■ Records for the task ■
━━━━━━
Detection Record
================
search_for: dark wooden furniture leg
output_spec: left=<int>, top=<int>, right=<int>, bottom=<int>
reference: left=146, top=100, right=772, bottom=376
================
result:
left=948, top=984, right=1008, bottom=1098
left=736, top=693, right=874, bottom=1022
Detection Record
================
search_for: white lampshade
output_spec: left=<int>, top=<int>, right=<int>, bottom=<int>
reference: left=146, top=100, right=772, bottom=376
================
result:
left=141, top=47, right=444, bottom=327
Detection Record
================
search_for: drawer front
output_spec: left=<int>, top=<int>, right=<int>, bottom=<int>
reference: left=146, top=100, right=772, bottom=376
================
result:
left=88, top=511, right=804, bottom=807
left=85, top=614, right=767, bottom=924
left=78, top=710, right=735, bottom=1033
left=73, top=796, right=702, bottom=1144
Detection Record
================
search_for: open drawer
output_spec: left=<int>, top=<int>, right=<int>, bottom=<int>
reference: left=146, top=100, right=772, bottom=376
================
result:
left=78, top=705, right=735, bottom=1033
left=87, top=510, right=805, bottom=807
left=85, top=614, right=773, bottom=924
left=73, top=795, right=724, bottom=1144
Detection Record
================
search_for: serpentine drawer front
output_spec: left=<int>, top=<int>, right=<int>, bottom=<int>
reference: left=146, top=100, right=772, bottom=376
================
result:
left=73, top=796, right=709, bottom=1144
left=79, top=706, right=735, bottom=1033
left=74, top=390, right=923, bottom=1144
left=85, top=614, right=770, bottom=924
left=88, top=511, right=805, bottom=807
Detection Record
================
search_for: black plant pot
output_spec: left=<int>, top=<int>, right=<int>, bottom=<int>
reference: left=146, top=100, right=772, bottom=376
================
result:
━━━━━━
Output the records above as a JSON list of strings, with one string for each line and blank lines omitted.

[
  "Detection Record",
  "================",
  "search_for: dark wooden furniture leg",
  "output_spec: left=<int>, top=<int>, right=<int>, bottom=<int>",
  "reference: left=146, top=100, right=772, bottom=376",
  "================",
  "result:",
  "left=948, top=984, right=1008, bottom=1098",
  "left=736, top=693, right=874, bottom=1022",
  "Detection Record",
  "================",
  "search_for: white lampshade",
  "output_spec: left=<int>, top=<int>, right=<int>, bottom=<int>",
  "reference: left=146, top=100, right=772, bottom=376",
  "================",
  "result:",
  "left=141, top=47, right=444, bottom=327",
  "Detection Record",
  "================",
  "search_for: drawer front",
  "output_spec: left=<int>, top=<int>, right=<int>, bottom=<int>",
  "reference: left=146, top=100, right=772, bottom=376",
  "================",
  "result:",
  "left=88, top=511, right=804, bottom=807",
  "left=85, top=614, right=767, bottom=924",
  "left=78, top=710, right=735, bottom=1033",
  "left=73, top=796, right=702, bottom=1144",
  "Detection Record",
  "================",
  "search_for: open drawer",
  "output_spec: left=<int>, top=<int>, right=<int>, bottom=<int>",
  "reference: left=146, top=100, right=772, bottom=376",
  "================",
  "result:",
  "left=78, top=705, right=735, bottom=1033",
  "left=87, top=510, right=805, bottom=807",
  "left=85, top=614, right=773, bottom=924",
  "left=73, top=795, right=724, bottom=1144",
  "Detection Record",
  "================",
  "search_for: serpentine drawer front",
  "output_spec: left=<int>, top=<int>, right=<int>, bottom=<int>",
  "reference: left=146, top=100, right=772, bottom=376",
  "================",
  "result:",
  "left=73, top=796, right=709, bottom=1144",
  "left=79, top=706, right=735, bottom=1033",
  "left=74, top=390, right=923, bottom=1144",
  "left=85, top=614, right=770, bottom=924",
  "left=88, top=511, right=805, bottom=807",
  "Detection Record",
  "================",
  "search_for: black plant pot",
  "output_spec: left=<int>, top=<int>, right=<int>, bottom=<int>",
  "reference: left=146, top=100, right=772, bottom=376",
  "================",
  "result:"
]